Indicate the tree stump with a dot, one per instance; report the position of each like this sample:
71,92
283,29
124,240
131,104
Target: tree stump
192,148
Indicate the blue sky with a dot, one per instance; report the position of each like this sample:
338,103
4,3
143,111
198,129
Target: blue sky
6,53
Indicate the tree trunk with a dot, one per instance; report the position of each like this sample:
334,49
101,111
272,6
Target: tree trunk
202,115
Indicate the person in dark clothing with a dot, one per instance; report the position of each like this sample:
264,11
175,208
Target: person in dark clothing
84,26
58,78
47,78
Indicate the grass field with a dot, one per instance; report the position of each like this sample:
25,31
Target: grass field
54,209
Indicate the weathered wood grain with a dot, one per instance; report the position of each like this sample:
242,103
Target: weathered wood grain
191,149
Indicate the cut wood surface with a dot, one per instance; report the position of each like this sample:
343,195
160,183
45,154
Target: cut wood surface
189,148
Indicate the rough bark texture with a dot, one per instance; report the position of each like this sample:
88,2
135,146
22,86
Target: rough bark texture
#####
* REQUIRED WORK
Everything from the line with "Target: grass field" through the final line of the entries above must be duplicated exactly; both ends belong, and no other line does.

* OUTPUT OF THE TASK
Target: grass field
54,209
Indicate the weathered wood grain with a dot, one per instance; report the position of each like this sample:
242,103
Target: weathered wood grain
191,149
Indicate the cut wood surface with a dot, one per instance; report the position of each like this sample:
343,195
160,183
45,154
Target: cut wood surface
189,148
Indicate the rough bark texture with a dot, one per instance; report the position of each like this sample:
88,2
135,146
22,86
Target: rough bark texture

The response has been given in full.